Omit every picture, then give all the entries again exactly.

<<<<

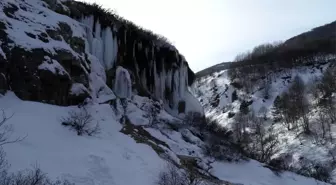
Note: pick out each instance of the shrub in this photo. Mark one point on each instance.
(172, 175)
(82, 122)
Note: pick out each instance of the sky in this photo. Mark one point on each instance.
(208, 32)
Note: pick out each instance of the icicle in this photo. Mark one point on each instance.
(123, 83)
(108, 48)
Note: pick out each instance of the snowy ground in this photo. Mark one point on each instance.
(290, 143)
(110, 157)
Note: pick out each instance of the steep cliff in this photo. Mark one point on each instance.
(61, 56)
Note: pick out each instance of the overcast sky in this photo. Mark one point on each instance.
(208, 32)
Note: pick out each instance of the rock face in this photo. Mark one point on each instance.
(59, 51)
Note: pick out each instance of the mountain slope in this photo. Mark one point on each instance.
(58, 56)
(224, 101)
(112, 157)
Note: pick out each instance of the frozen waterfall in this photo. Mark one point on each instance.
(123, 83)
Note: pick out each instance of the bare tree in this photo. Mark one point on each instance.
(172, 175)
(82, 122)
(299, 103)
(264, 141)
(194, 119)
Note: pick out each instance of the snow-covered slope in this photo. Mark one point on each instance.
(63, 52)
(112, 157)
(216, 92)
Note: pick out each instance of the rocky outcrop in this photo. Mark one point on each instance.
(42, 57)
(50, 57)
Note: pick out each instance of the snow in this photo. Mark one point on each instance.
(108, 158)
(36, 20)
(78, 89)
(53, 66)
(123, 83)
(102, 42)
(253, 173)
(290, 142)
(101, 93)
(2, 53)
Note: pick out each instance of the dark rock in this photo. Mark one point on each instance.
(31, 35)
(181, 107)
(54, 34)
(77, 44)
(65, 31)
(10, 10)
(43, 37)
(3, 84)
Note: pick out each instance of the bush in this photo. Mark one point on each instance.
(81, 122)
(315, 170)
(33, 176)
(172, 175)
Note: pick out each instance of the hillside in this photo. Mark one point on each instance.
(89, 98)
(283, 116)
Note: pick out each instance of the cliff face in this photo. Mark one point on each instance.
(72, 50)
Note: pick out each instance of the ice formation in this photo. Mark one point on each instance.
(102, 42)
(123, 83)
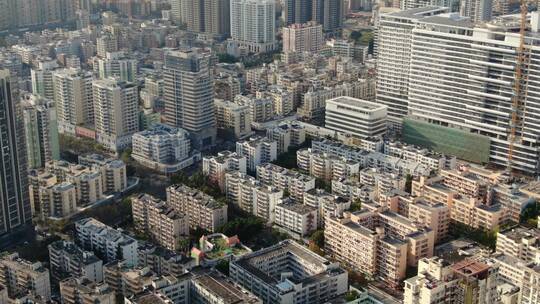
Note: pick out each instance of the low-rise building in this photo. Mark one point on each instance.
(296, 218)
(289, 273)
(257, 151)
(157, 219)
(163, 148)
(68, 260)
(108, 243)
(203, 210)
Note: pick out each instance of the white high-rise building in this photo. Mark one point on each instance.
(445, 71)
(116, 113)
(477, 10)
(253, 24)
(189, 95)
(73, 98)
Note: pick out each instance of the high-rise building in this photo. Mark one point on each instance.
(297, 11)
(118, 65)
(73, 99)
(393, 58)
(477, 10)
(14, 200)
(116, 113)
(329, 13)
(41, 131)
(307, 37)
(253, 25)
(189, 94)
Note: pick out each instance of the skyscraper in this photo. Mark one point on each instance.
(253, 24)
(73, 98)
(329, 13)
(297, 11)
(115, 112)
(189, 95)
(41, 131)
(15, 210)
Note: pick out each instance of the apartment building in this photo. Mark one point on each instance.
(257, 151)
(296, 218)
(163, 148)
(111, 244)
(305, 37)
(438, 280)
(202, 210)
(289, 273)
(231, 116)
(296, 183)
(287, 134)
(156, 218)
(215, 167)
(252, 196)
(360, 118)
(66, 259)
(81, 290)
(21, 277)
(324, 166)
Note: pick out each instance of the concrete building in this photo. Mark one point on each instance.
(294, 182)
(41, 131)
(253, 25)
(157, 219)
(116, 113)
(257, 151)
(251, 195)
(105, 241)
(203, 211)
(163, 148)
(234, 118)
(81, 290)
(215, 167)
(68, 260)
(467, 280)
(360, 118)
(297, 219)
(14, 202)
(287, 134)
(289, 273)
(73, 99)
(117, 65)
(21, 277)
(189, 95)
(306, 37)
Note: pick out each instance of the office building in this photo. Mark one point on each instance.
(189, 95)
(110, 244)
(157, 219)
(203, 211)
(289, 273)
(305, 37)
(163, 148)
(253, 25)
(257, 151)
(116, 113)
(21, 277)
(73, 99)
(41, 131)
(14, 201)
(360, 118)
(68, 260)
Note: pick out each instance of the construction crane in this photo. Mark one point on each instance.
(520, 89)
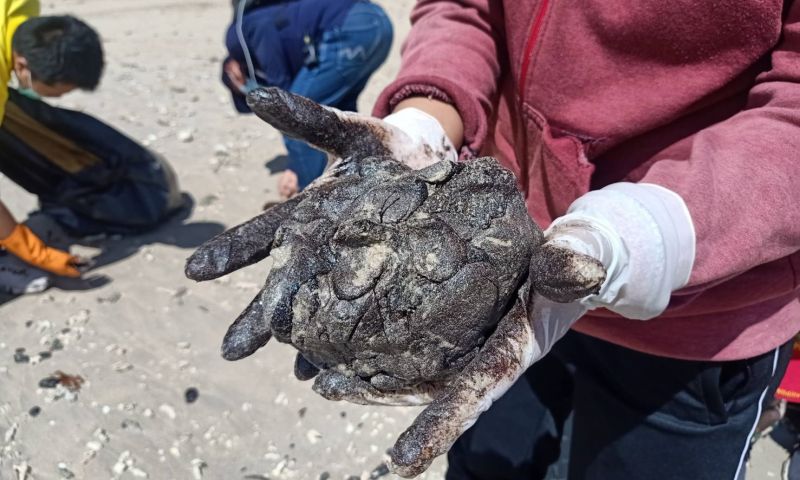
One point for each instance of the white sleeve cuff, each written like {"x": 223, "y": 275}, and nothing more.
{"x": 424, "y": 129}
{"x": 643, "y": 234}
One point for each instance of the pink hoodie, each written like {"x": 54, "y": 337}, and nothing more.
{"x": 700, "y": 97}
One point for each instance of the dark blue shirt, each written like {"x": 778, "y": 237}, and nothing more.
{"x": 275, "y": 35}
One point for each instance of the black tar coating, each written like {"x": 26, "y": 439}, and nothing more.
{"x": 380, "y": 271}
{"x": 394, "y": 283}
{"x": 384, "y": 272}
{"x": 301, "y": 118}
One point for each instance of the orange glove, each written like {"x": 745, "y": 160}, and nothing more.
{"x": 23, "y": 243}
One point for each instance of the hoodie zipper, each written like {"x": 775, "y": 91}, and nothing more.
{"x": 533, "y": 36}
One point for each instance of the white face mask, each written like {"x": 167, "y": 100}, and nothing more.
{"x": 28, "y": 90}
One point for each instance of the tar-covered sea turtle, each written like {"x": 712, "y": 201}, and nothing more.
{"x": 397, "y": 286}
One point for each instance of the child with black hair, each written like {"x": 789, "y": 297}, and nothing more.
{"x": 89, "y": 178}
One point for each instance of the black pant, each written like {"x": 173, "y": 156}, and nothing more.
{"x": 595, "y": 410}
{"x": 89, "y": 177}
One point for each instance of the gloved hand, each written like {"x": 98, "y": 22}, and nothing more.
{"x": 23, "y": 243}
{"x": 642, "y": 234}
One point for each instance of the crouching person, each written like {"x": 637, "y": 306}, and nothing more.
{"x": 89, "y": 178}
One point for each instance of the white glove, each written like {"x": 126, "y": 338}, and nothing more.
{"x": 421, "y": 136}
{"x": 644, "y": 236}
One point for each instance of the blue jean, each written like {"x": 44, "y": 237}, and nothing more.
{"x": 591, "y": 410}
{"x": 348, "y": 55}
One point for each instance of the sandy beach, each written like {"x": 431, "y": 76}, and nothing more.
{"x": 157, "y": 400}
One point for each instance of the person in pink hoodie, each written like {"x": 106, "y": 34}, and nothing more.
{"x": 662, "y": 138}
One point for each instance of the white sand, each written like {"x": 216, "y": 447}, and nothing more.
{"x": 141, "y": 340}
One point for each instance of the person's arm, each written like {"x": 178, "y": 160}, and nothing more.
{"x": 20, "y": 241}
{"x": 740, "y": 179}
{"x": 440, "y": 69}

>>>>

Written answer
Note: pick out each instance of the shrub in this photo. Mark one point on each instance.
(172, 175)
(82, 122)
Note: pick out each instance of the sky in this photo. Mark one point on each instance.
(208, 32)
Note: pick out each instance of the icicle in this photo. Mark one point on each instance.
(123, 83)
(108, 48)
Note: pick out each instance of the snowy ground in this photo. Mark one point on each instance.
(290, 143)
(110, 157)
Note: pick out each instance of the steep cliff in this photo. Mark one point on each instance.
(61, 56)
Note: pick out each instance of the overcast sky in this photo. Mark one point on each instance.
(208, 32)
Note: pick out each instance of the rock face in this photo. Mark one point on each instance.
(59, 51)
Note: pick out each instance of the mountain slope in this photo. Mark one point on each instance.
(58, 56)
(224, 101)
(112, 157)
Note: pick out each instance of the frozen waterfall in this photo. Mark one point on each instance.
(123, 83)
Note: pick out each instance of the bare tree in this photo. Mark one point on each instance.
(172, 175)
(82, 122)
(299, 103)
(264, 141)
(194, 119)
Note: pick out each instance of the snow-covered slope in this photo. Mark one point on each instance.
(63, 52)
(112, 157)
(216, 92)
Note: pick out each instance of the rocky outcrop in this photo. Mark one point on each instance.
(42, 57)
(50, 57)
Note: pick out each instance of the snow in this photo. Mark one point on each instance.
(108, 158)
(36, 20)
(78, 89)
(53, 66)
(123, 83)
(102, 42)
(253, 173)
(290, 142)
(101, 93)
(2, 53)
Note: pick out each instance of the dark rock in this photo. Mark one point on each instance.
(31, 35)
(181, 107)
(54, 34)
(77, 44)
(65, 31)
(10, 10)
(43, 37)
(3, 84)
Note: pick out each instance of the bush in this photo. Mark one point on each instance.
(81, 122)
(315, 170)
(33, 176)
(172, 175)
Note: pick out each instance of the hillside in this photo. Mark one point on each instance.
(89, 98)
(283, 116)
Note: pick out each instance of the cliff face in this photo. Mark one point on each instance.
(72, 50)
Note: pick out each instance of the ice formation in this photo. Mark one point on each instance.
(102, 42)
(123, 83)
Note: pick out each instance of the low-rise building in this photo. Mark one point on each instance.
(296, 218)
(289, 273)
(257, 151)
(157, 219)
(163, 148)
(68, 260)
(108, 243)
(203, 210)
Note: pick out each instance of the white high-rise building in this photo. Mark one point on each instance.
(445, 71)
(116, 113)
(477, 10)
(253, 24)
(189, 95)
(73, 98)
Note: pick out each instance of the high-rise building in this photo. Mark one point on each instance.
(297, 11)
(118, 65)
(73, 99)
(393, 58)
(477, 10)
(14, 200)
(116, 113)
(329, 13)
(41, 131)
(307, 37)
(253, 25)
(189, 94)
Note: pick out each instance of the skyscraper in this photo. Mark one point on each instance.
(253, 24)
(73, 98)
(329, 13)
(297, 11)
(115, 112)
(189, 95)
(41, 131)
(15, 210)
Note: pick out each instance of the apartment building in this photo. Mark one point on each instance.
(257, 151)
(296, 218)
(163, 148)
(111, 244)
(305, 37)
(438, 280)
(202, 210)
(289, 273)
(231, 116)
(296, 183)
(287, 134)
(156, 218)
(215, 167)
(252, 196)
(360, 118)
(66, 259)
(81, 290)
(21, 277)
(324, 166)
Note: pick out each instance of the concrete building in this photo. Mark one point on each instance.
(294, 182)
(41, 131)
(253, 25)
(157, 219)
(116, 113)
(257, 151)
(251, 195)
(105, 241)
(203, 211)
(163, 148)
(234, 118)
(81, 290)
(215, 167)
(68, 260)
(467, 280)
(360, 118)
(297, 219)
(14, 202)
(287, 134)
(289, 273)
(73, 99)
(117, 65)
(21, 277)
(189, 95)
(306, 37)
Note: pick out each instance of the office building in this photo. Mark one point on each instance.
(189, 95)
(110, 244)
(157, 219)
(203, 211)
(289, 273)
(305, 37)
(163, 148)
(253, 25)
(257, 151)
(116, 113)
(21, 277)
(73, 99)
(41, 131)
(14, 201)
(360, 118)
(68, 260)
Note: pick out each instance of the construction crane in this photo. Mark one point on each instance.
(520, 89)
One point for each instance of the white sleeve cuff, each written like {"x": 223, "y": 275}, and nothing more.
{"x": 424, "y": 129}
{"x": 643, "y": 234}
One point for each instance of the pink hoodie, each written like {"x": 54, "y": 337}, and nothing more.
{"x": 700, "y": 97}
One point for each instance of the dark blue shirt, each written like {"x": 778, "y": 237}, and nothing more.
{"x": 275, "y": 35}
One point for each instance of the black tar coating, each written like {"x": 26, "y": 439}, and nothing more.
{"x": 380, "y": 271}
{"x": 394, "y": 283}
{"x": 384, "y": 272}
{"x": 301, "y": 118}
One point for each instance of the orange glove, each written like {"x": 745, "y": 160}, and nothing more.
{"x": 23, "y": 243}
One point for each instance of the hoodie zipper, each written like {"x": 775, "y": 91}, and nothing more.
{"x": 533, "y": 36}
One point for each instance of the white face mask, each written like {"x": 167, "y": 100}, and nothing more.
{"x": 28, "y": 90}
One point for each instance of the tar-covered sea turtle, each written like {"x": 712, "y": 201}, and nothing more.
{"x": 397, "y": 286}
One point for each instance of the child with black hair, each written like {"x": 789, "y": 297}, and nothing more.
{"x": 89, "y": 178}
One point for each instance of the black pant, each written like {"x": 173, "y": 156}, and nothing more.
{"x": 595, "y": 410}
{"x": 89, "y": 177}
One point for each instance of the gloved hand, each written like {"x": 98, "y": 22}, and nothing more.
{"x": 23, "y": 243}
{"x": 642, "y": 234}
One point for each instance of the crouching person, each written like {"x": 637, "y": 306}, and nothing more.
{"x": 89, "y": 178}
One point for each instance of the white glove, each written like {"x": 126, "y": 338}, and nothing more.
{"x": 421, "y": 136}
{"x": 644, "y": 236}
One point for each instance of the blue jean, each written like {"x": 44, "y": 237}, and nothing more.
{"x": 591, "y": 410}
{"x": 348, "y": 55}
One point for each instance of the sandy beach, each written like {"x": 431, "y": 76}, and nothing more.
{"x": 157, "y": 400}
One point for each instance of the person in pink hoodie, each written like {"x": 106, "y": 34}, and nothing more.
{"x": 662, "y": 138}
One point for each instance of the white sand, each written like {"x": 216, "y": 447}, and nothing more.
{"x": 141, "y": 340}
One point for each instance of the person's arm, each written like {"x": 178, "y": 160}, and nothing more.
{"x": 20, "y": 241}
{"x": 740, "y": 179}
{"x": 440, "y": 69}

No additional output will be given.